EXERCISE REQUIREMENTS:
Locate, in the data below, the line that contains "the wooden footbridge" and the line that contains "point_to SHOULD place one pin on every instance of the weathered"; reproduce exactly those two lines and every line between them, nothing more.

INPUT DATA:

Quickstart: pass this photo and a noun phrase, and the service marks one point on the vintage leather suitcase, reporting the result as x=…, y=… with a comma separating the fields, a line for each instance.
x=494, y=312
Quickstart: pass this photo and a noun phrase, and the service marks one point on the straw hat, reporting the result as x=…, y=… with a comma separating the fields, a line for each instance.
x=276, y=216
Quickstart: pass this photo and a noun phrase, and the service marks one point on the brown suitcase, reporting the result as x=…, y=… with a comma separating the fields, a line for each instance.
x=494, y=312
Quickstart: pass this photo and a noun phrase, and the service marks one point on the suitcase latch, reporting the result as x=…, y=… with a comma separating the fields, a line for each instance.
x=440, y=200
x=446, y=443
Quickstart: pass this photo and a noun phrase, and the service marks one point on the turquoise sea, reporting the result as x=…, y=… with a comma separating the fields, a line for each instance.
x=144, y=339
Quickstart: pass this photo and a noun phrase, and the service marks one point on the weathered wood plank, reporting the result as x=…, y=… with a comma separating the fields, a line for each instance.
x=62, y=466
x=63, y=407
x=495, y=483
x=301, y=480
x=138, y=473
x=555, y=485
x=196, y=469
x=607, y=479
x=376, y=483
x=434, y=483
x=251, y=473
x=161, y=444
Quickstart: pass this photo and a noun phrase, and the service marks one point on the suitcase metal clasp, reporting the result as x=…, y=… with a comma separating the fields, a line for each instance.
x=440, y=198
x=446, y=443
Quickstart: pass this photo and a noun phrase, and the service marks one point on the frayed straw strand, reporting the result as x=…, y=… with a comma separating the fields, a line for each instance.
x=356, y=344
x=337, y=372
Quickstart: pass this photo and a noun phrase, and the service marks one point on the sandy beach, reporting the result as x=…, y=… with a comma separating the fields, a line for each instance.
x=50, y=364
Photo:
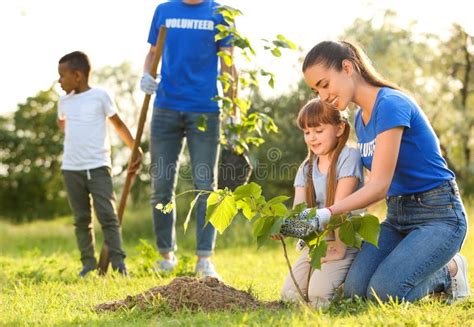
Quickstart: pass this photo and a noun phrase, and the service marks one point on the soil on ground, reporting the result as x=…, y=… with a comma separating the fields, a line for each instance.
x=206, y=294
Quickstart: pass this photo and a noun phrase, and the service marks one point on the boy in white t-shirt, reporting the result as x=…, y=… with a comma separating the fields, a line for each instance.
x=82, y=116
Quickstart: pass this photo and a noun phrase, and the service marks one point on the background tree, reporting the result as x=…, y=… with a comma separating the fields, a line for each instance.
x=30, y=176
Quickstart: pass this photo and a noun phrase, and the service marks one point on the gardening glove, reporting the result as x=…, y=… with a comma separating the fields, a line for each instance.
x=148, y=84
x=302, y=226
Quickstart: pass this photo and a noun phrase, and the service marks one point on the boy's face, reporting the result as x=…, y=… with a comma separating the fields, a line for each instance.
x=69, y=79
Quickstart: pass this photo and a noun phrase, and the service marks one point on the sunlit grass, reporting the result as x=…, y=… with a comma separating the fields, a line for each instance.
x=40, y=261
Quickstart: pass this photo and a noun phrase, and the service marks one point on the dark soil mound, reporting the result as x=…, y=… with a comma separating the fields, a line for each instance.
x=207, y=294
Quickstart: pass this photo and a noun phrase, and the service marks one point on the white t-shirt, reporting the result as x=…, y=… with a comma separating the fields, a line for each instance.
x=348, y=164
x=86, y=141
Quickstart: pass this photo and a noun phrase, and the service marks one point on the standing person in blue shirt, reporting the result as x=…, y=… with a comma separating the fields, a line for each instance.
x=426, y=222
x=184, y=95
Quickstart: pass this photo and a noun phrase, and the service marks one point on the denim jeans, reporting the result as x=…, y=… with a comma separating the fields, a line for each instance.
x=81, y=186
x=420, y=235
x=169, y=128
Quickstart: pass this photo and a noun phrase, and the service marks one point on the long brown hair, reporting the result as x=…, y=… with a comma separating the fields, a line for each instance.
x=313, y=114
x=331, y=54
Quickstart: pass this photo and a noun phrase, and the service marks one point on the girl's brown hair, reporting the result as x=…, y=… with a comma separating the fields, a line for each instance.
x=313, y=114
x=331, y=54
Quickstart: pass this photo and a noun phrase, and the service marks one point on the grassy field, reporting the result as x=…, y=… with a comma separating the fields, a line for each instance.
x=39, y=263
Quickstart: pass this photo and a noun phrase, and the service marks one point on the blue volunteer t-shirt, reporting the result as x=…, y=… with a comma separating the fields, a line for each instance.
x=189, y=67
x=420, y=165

---

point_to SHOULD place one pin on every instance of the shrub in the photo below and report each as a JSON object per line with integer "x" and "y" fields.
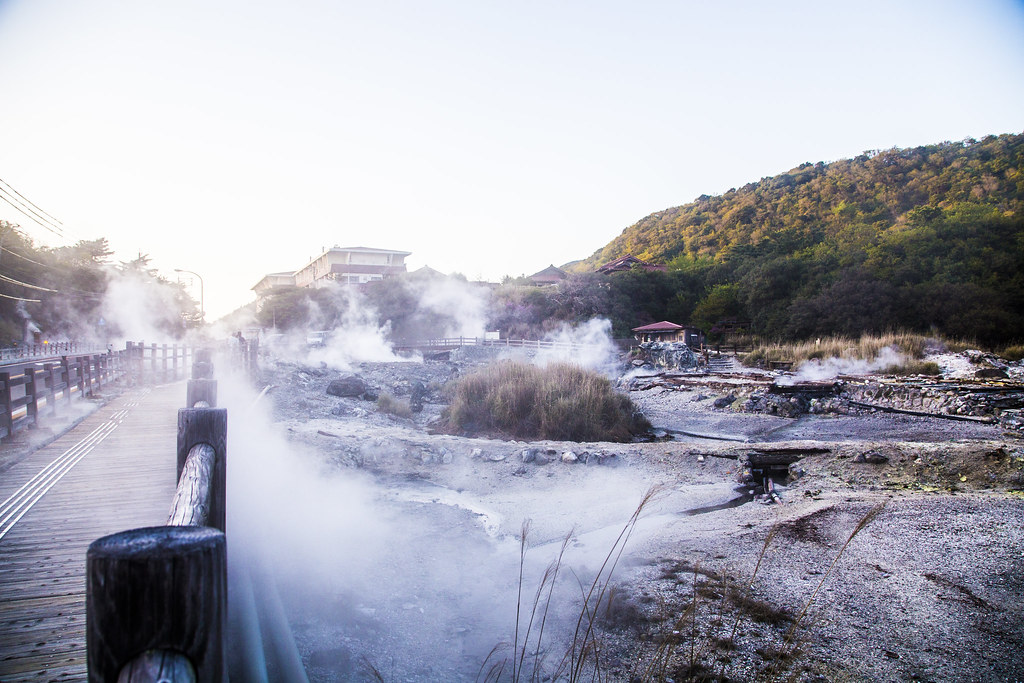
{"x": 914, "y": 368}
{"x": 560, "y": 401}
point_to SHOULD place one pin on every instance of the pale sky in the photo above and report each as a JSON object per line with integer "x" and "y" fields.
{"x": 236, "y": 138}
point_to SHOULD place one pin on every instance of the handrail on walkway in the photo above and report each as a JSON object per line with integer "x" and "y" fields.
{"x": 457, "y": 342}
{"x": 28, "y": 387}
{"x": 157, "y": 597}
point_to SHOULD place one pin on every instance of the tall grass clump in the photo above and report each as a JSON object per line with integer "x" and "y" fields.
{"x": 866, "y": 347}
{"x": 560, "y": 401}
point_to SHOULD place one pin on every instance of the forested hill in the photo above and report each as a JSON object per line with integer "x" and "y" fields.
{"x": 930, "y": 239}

==

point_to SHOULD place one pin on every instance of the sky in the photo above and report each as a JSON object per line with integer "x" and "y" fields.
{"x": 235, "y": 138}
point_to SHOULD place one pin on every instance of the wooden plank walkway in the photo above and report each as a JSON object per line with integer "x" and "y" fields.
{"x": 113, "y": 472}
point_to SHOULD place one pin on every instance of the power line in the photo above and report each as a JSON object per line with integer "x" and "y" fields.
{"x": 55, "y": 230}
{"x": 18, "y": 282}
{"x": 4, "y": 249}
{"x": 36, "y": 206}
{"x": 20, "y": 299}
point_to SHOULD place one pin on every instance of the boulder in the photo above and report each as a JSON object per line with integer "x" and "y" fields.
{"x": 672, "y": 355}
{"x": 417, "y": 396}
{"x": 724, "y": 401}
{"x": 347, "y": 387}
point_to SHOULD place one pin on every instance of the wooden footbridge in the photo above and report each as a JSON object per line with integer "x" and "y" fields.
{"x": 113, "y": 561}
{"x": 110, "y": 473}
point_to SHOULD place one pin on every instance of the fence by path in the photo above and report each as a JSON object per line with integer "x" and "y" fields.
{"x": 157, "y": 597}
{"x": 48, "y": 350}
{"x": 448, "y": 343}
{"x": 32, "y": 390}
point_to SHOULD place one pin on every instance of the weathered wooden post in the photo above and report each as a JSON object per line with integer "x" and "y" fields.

EXERCISE RESPONSE:
point_to SHOULD place one pin on every instance of the wooden footbridge in the photo above and report each as a JSON object per line with integer "x" and "y" fields.
{"x": 113, "y": 561}
{"x": 110, "y": 473}
point_to SHOULD place one pin on every instance of the fence by path in the photo above and report each as a JSON object per line with integer "x" and "y" fields.
{"x": 157, "y": 597}
{"x": 48, "y": 350}
{"x": 448, "y": 343}
{"x": 32, "y": 390}
point_to SHOULD place one pin on every instance of the weathered wooden post in the photo above and report each as a JSON object per line with integer "x" and "y" fields.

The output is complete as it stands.